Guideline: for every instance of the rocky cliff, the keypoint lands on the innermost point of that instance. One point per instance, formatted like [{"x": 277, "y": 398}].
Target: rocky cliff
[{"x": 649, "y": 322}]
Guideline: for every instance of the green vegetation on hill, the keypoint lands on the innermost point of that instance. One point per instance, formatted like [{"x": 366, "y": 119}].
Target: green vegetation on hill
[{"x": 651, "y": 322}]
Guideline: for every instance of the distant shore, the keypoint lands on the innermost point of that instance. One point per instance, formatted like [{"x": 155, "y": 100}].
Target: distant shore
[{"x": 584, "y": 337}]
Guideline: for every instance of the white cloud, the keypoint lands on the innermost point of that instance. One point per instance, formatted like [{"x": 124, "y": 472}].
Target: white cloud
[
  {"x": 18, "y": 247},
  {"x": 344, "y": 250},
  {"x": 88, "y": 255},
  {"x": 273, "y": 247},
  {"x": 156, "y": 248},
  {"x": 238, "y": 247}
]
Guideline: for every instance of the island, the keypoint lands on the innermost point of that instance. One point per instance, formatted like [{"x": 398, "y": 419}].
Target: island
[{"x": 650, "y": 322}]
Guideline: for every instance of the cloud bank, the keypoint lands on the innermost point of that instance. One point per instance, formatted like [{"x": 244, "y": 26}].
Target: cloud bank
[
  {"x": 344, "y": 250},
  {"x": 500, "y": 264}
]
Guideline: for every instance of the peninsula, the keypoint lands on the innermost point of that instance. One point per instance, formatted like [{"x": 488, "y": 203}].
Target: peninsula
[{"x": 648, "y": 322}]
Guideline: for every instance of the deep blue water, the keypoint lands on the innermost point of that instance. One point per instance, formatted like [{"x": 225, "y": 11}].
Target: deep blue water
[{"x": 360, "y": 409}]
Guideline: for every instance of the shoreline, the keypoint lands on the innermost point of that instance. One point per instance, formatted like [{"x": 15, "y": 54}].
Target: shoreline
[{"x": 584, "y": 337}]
::::::::::
> [YOUR OBJECTIVE]: Extract all of the data shown above without alteration.

> [RESULT]:
Guideline: for every instance of the rocky cliff, the keypoint lands on the innermost point of that instance. One point per instance, formatted like [{"x": 277, "y": 398}].
Target: rocky cliff
[{"x": 649, "y": 322}]
Guideline: for every instance of the green vegetation on hill, the keypoint lands on the innermost point of that instance. One point per instance, formatted like [{"x": 366, "y": 119}].
Target: green vegetation on hill
[{"x": 651, "y": 322}]
Guideline: for every instance of the distant shore, the keypoint lands on the innermost point of that instance. One point per instance, formatted like [{"x": 155, "y": 100}].
Target: distant shore
[{"x": 584, "y": 337}]
Guideline: for every instance of the white cloud, the keypoint lands on the innermost point of that instance. One point per instance, formatted like [{"x": 124, "y": 472}].
Target: white cloud
[
  {"x": 18, "y": 247},
  {"x": 344, "y": 250},
  {"x": 88, "y": 255},
  {"x": 273, "y": 247},
  {"x": 156, "y": 248},
  {"x": 238, "y": 247}
]
Guideline: for every instance of the island, the keypoint lands on the innermost point of that instance. One point per instance, formatted like [{"x": 398, "y": 419}].
Target: island
[{"x": 650, "y": 322}]
Guideline: for every instance of the cloud bank, the keypoint lands on the innermost point of that instance. One point per instance, formatted like [{"x": 244, "y": 26}].
Target: cloud bank
[
  {"x": 344, "y": 250},
  {"x": 500, "y": 264}
]
Guideline: for every instance of the peninsula, the keypoint lands on the innermost point of that instance. One point per instance, formatted like [{"x": 488, "y": 203}].
Target: peninsula
[{"x": 648, "y": 322}]
Guideline: for every instance of the deep blue water, the keypoint lands on the innermost point of that instance. One point per instance, formatted like [{"x": 225, "y": 11}].
Target: deep blue water
[{"x": 360, "y": 409}]
Guideline: for every instance of the shoreline, the keypoint lands on the innermost point of that instance. One point per instance, formatted like [{"x": 15, "y": 54}].
Target: shoreline
[{"x": 584, "y": 337}]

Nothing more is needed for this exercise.